Work task:
Your answer should be the exact lines of the data below from the one containing "request | place a dot on the hillside, x" through the one containing "sample | [21, 78]"; please include nothing else.

======== Records to use

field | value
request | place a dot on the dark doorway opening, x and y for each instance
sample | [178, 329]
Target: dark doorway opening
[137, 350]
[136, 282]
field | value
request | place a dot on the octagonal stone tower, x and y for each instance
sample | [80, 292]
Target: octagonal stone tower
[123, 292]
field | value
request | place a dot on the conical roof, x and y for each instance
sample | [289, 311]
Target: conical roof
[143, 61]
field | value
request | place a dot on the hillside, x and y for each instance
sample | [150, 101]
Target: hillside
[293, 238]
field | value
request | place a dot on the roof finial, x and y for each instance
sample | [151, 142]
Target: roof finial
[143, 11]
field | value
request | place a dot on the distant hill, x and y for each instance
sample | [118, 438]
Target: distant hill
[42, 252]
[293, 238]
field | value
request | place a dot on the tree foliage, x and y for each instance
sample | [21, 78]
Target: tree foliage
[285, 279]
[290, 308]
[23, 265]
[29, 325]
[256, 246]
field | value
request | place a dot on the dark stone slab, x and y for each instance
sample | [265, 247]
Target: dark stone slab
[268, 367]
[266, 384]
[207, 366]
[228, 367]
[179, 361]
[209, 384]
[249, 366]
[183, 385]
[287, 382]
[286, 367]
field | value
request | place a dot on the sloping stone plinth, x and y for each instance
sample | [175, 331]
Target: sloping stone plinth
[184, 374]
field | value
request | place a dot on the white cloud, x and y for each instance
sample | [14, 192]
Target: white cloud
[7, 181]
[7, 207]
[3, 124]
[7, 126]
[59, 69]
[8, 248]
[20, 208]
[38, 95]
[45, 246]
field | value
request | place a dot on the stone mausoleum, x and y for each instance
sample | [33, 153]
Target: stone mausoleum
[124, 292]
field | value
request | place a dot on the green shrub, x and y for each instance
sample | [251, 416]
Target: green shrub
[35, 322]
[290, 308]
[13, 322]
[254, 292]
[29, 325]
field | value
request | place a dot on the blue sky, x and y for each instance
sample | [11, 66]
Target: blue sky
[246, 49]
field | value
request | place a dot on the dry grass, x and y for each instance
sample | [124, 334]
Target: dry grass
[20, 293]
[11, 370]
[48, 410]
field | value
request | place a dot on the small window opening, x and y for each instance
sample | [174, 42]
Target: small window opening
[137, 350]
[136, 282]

================

Response for this exercise:
request | place a dot on the hillside, x and y for each instance
sample | [150, 101]
Target: hillside
[293, 238]
field | value
request | place a dot on the roof finial, x and y for each instance
sample | [151, 142]
Target: roof finial
[143, 11]
field | value
request | place a dot on the distant hill, x and y for each instance
sample | [118, 438]
Target: distant hill
[42, 252]
[293, 238]
field | value
request | place a dot on the tree foliage, x and y for each instance
sample | [21, 78]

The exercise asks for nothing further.